> _Instructions to follow_: Repeat word for word the opening stretch of the entries, from the first line through the line containing "mark: the outstretched".

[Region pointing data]
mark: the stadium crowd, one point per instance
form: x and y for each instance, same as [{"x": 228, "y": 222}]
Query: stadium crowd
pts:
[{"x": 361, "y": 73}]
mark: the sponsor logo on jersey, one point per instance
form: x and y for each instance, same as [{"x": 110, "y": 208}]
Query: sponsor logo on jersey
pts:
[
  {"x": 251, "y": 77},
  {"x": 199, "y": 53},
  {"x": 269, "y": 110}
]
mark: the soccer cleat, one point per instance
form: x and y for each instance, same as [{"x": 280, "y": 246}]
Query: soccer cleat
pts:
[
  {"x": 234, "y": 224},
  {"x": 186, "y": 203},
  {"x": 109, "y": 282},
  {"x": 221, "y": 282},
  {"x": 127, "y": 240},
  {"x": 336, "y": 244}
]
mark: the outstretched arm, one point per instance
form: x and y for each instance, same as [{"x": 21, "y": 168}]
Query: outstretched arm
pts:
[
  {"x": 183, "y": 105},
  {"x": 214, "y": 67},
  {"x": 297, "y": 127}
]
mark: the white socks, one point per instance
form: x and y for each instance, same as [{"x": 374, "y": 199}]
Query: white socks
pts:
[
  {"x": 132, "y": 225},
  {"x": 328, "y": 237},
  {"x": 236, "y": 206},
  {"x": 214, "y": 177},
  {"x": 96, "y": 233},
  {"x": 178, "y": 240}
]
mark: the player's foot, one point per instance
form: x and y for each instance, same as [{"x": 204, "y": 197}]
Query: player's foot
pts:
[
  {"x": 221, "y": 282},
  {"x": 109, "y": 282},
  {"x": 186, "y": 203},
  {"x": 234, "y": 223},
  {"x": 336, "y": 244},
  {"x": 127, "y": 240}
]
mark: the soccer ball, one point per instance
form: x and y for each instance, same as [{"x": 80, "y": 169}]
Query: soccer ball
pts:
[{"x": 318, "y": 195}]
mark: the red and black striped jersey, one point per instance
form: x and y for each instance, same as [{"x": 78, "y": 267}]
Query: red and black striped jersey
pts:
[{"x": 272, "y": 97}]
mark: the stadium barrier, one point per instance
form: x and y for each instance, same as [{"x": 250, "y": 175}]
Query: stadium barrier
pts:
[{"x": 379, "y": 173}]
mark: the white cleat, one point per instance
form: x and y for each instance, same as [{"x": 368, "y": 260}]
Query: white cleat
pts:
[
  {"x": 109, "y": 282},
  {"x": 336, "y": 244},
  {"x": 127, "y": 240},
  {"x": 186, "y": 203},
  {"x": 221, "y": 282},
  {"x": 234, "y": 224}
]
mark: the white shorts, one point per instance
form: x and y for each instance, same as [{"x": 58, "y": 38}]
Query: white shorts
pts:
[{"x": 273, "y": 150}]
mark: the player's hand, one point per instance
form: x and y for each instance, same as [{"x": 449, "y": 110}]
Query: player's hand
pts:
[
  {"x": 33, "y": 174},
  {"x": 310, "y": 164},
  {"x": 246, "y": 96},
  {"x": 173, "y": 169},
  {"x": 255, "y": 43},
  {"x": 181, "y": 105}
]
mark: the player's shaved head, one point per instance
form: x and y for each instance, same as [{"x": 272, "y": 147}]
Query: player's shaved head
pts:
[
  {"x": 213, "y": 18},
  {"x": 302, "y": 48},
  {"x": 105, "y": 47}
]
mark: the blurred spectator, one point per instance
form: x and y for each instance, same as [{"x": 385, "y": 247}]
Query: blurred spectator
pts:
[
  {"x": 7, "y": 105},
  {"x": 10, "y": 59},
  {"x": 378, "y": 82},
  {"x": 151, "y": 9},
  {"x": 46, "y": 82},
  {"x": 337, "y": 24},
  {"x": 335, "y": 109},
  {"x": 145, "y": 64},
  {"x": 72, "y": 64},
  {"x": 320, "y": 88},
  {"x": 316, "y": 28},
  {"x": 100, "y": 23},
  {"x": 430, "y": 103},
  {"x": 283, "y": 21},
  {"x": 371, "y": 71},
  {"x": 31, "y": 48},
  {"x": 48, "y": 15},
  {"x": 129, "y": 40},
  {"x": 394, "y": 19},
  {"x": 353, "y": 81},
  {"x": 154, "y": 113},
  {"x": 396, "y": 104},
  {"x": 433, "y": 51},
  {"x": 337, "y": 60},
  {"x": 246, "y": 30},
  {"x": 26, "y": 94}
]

> _Reply_:
mark: the stadium crowd, one point per instance
form: x and y for each instance, same as [{"x": 228, "y": 222}]
Query: stadium crowd
pts:
[{"x": 361, "y": 73}]
mark: the sponsor logo on jersey, one point per instance
form: x and y for each instance, same as [{"x": 110, "y": 208}]
Query: sponsor logo on jersey
pts:
[
  {"x": 251, "y": 77},
  {"x": 199, "y": 53},
  {"x": 269, "y": 110}
]
mark: the soccer cleat, one point per instance
form: x and y for each instance, same as [{"x": 280, "y": 246}]
Query: soccer cleat
pts:
[
  {"x": 234, "y": 224},
  {"x": 186, "y": 203},
  {"x": 109, "y": 282},
  {"x": 221, "y": 282},
  {"x": 127, "y": 240},
  {"x": 336, "y": 244}
]
mark: the outstretched arm, one point per instance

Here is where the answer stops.